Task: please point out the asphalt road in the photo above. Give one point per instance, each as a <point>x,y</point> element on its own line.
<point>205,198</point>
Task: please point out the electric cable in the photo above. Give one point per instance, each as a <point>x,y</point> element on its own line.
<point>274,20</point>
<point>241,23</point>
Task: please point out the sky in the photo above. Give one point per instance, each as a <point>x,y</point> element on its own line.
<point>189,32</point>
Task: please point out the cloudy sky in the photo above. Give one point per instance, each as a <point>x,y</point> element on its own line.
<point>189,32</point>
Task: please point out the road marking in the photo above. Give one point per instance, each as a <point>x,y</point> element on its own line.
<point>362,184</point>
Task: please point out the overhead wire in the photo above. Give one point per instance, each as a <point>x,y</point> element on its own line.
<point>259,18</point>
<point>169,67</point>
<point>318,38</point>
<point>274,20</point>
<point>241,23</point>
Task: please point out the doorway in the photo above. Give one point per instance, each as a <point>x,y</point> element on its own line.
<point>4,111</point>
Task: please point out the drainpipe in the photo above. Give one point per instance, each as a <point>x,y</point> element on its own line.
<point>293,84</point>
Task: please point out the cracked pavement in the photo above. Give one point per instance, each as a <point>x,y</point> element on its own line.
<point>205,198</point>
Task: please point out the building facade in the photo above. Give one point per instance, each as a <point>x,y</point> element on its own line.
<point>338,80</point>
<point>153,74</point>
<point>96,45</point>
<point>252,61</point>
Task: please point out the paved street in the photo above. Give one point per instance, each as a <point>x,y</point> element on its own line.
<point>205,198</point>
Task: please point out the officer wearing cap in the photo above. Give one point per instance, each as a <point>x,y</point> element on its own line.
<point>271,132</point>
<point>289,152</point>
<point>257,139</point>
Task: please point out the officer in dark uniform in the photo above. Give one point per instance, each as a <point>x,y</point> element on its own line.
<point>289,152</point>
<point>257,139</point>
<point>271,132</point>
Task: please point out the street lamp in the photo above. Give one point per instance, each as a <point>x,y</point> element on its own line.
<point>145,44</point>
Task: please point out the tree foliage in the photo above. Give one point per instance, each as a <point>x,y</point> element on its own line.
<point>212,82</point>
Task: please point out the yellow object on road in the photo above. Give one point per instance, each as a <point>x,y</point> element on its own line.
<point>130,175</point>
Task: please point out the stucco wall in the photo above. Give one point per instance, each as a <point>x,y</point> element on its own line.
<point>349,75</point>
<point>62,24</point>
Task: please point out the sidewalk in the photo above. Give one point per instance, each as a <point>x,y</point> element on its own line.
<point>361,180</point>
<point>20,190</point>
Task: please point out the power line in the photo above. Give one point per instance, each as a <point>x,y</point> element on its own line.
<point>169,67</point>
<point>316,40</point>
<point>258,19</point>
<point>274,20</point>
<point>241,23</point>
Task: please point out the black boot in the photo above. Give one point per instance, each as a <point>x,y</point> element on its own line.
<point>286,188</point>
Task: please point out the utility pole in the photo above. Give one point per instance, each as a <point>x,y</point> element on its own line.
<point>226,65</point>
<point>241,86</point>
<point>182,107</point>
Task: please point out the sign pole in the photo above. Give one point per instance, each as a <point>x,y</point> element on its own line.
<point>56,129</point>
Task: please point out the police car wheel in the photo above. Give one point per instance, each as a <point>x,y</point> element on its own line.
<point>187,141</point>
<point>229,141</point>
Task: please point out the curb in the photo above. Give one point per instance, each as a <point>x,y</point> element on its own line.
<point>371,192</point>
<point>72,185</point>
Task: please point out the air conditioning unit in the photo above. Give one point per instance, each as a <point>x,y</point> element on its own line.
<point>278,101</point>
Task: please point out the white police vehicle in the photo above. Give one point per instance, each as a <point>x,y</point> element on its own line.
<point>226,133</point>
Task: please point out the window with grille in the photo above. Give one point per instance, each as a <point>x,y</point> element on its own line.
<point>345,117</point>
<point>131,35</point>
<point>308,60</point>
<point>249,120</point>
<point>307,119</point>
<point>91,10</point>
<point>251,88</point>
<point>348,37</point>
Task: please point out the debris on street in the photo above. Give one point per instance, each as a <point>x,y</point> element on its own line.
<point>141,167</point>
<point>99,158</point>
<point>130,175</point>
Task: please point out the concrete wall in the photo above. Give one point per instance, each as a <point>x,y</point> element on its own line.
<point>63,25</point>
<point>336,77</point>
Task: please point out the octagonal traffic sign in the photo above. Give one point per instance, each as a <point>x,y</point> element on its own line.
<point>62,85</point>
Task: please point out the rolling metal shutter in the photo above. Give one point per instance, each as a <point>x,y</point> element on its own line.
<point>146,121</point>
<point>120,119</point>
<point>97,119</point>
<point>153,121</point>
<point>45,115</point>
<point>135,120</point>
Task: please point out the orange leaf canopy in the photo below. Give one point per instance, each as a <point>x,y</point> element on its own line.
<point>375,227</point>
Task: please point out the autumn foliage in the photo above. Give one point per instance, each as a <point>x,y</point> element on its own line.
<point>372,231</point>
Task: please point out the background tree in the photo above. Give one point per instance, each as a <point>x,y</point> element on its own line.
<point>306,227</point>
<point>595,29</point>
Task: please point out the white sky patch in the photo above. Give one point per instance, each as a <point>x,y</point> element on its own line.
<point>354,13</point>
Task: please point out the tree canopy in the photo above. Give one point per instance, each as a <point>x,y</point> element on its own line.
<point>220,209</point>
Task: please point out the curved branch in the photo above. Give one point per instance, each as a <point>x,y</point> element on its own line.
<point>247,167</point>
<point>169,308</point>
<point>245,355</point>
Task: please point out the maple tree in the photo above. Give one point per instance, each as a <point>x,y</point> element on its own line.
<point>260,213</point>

┄┄┄┄┄┄┄┄┄┄┄┄┄┄┄┄┄┄┄┄

AIM.
Reproduce all of the items above, substituting "locate" for every occurrence of "point out" and leaving everything else unchanged.

RESULT OF THIS EXERCISE.
Task: please locate the asphalt road in the photo above. Give one point per instance, each as a <point>x,y</point> element on its own line.
<point>205,198</point>
Task: please locate the electric cable in the photo above. Give one point per instance, each as a <point>x,y</point> element on its own line.
<point>274,20</point>
<point>241,23</point>
Task: please locate the sky in the photo above. Give one point per instance, each as a <point>x,y</point> element on its own line.
<point>189,32</point>
Task: please locate the cloudy sky in the photo above. Give one point per instance, each as a <point>x,y</point> element on its own line.
<point>189,32</point>
Task: please locate the road marking in the photo above. Give one point per instance, each as a <point>x,y</point> element on its own line.
<point>362,184</point>
Task: please locate the overhead wire in the photo above. Give one point per instance, each as a <point>x,y</point> element on its own line.
<point>259,18</point>
<point>169,67</point>
<point>318,38</point>
<point>274,20</point>
<point>241,23</point>
Task: please locate the doorway in the photo above. Give one point per instance, each as a <point>x,y</point> element on its own line.
<point>4,111</point>
Task: please locate the drainpipe in the photo above. Give one point per instance, each as a <point>x,y</point> element on its own line.
<point>293,84</point>
Task: please locate the cracked pavement in the photo above. Give one point per instance, each as a <point>x,y</point> element on its own line.
<point>205,198</point>
Task: please locate the building facade in the photo above. Give one point per instance, each as a <point>x,y</point> element on its own line.
<point>338,80</point>
<point>153,74</point>
<point>96,45</point>
<point>252,61</point>
Task: please locate the paved street in the photo above. Give one point per instance, each as a <point>x,y</point> element on its own line.
<point>205,198</point>
Task: please locate the officer wearing cap in the photo above. Give one point per instance, each as a <point>x,y</point> element on its own line.
<point>271,132</point>
<point>289,152</point>
<point>257,139</point>
Task: please locate the officer in dark uniform in the photo above. Give one point per instance, each as a <point>x,y</point> element on its own line.
<point>289,152</point>
<point>257,139</point>
<point>271,132</point>
Task: please locate the street lamp in the photo above. Give one point per instance, each as a <point>x,y</point> element on its own line.
<point>145,44</point>
Task: please locate the tree foliage in the photo above. Give one point per instance, each as a <point>x,y</point> element on its own line.
<point>212,82</point>
Task: please locate the yellow object on road in the photo above. Give one point per instance, each as a <point>x,y</point> element on its own line.
<point>130,175</point>
Task: please locate the stucco wall in the photo above. Give one point per instance, each as a <point>x,y</point> element on its own line.
<point>349,75</point>
<point>62,24</point>
Task: please locate the sidewalk in the photo above. Give one point per instance, each as a <point>x,y</point> element on its own line.
<point>361,180</point>
<point>20,190</point>
Task: please locate the power line in the photo above. Give one point per instance, each as a <point>x,y</point> element on its own line.
<point>169,67</point>
<point>316,40</point>
<point>258,19</point>
<point>274,20</point>
<point>241,23</point>
Task: please locate the black boot in the photo above. Give one point per instance, each as a <point>x,y</point> element on its own line.
<point>286,188</point>
Task: please locate the utility pole in the photo above. Give one point per instance, each as a <point>x,y</point> element on its own line.
<point>226,65</point>
<point>241,86</point>
<point>182,107</point>
Task: please locate the sign pole in the photo above. Give one point per instance, each as a <point>x,y</point> element on its own line.
<point>56,129</point>
Task: please locate the police car wheel in the photo above. Give one point per instance, each as a <point>x,y</point> element on its own line.
<point>187,141</point>
<point>229,141</point>
Task: please locate the curb in the photo above. Give one point per instance, each as a <point>x,y</point> element on its own line.
<point>371,192</point>
<point>72,185</point>
Task: please locate the air conditioning unit in the photo above. Give one point per instance, each as a <point>x,y</point> element on its own line.
<point>278,101</point>
Task: please locate the white police vehicle in the photo above. Give one point per instance, each as a <point>x,y</point> element on its own line.
<point>226,133</point>
Task: please locate the window with grille in the photo above. Give one point per instance, each as a <point>x,y</point> element on its own line.
<point>345,117</point>
<point>131,35</point>
<point>308,60</point>
<point>249,120</point>
<point>307,119</point>
<point>91,10</point>
<point>251,88</point>
<point>348,37</point>
Task: please locate the debris on street in the photo above. Give one point per instance, each as a <point>x,y</point> element on its own line.
<point>141,167</point>
<point>99,158</point>
<point>130,175</point>
Task: please locate the concrete wall in the photo above. Give one point per instance, each as a <point>x,y</point> element on its own line.
<point>63,25</point>
<point>336,77</point>
Task: please locate the octagonal traffic sign in the photo above. Give one point per instance, each as a <point>x,y</point> element on its own line.
<point>62,85</point>
Task: please locate the rolling metal shutter in the photo above. Give one point per instance, each as a <point>x,y</point> element on its own line.
<point>146,121</point>
<point>120,119</point>
<point>97,119</point>
<point>153,121</point>
<point>45,115</point>
<point>135,120</point>
Task: please locate the orange leaf canopy in the photo below. Give one point per instance, each as a <point>x,y</point> element on its own line.
<point>375,227</point>
Task: please locate the autumn foliage in the photo above. Give one point per instance, each as a <point>x,y</point> element on its own line.
<point>372,231</point>
Task: please locate the background tree in the photo above. Give one point per instance, each as a <point>x,y</point> element on its own line.
<point>306,227</point>
<point>595,29</point>
Task: please locate the white sky patch in the photo above. Give one point per instance, each as a <point>x,y</point> element on its own line.
<point>354,13</point>
Task: please locate the tree canopy in the photo above. Give one point per instance, each as a <point>x,y</point> element on its own line.
<point>220,209</point>
Task: please locate the curved branch in the photo above. Give one point per instance, each as a <point>x,y</point> element on its own line.
<point>247,167</point>
<point>169,308</point>
<point>245,355</point>
Task: please locate the maple tree in the photo above. Give one point per instance, each as a <point>x,y</point> element on its own line.
<point>260,213</point>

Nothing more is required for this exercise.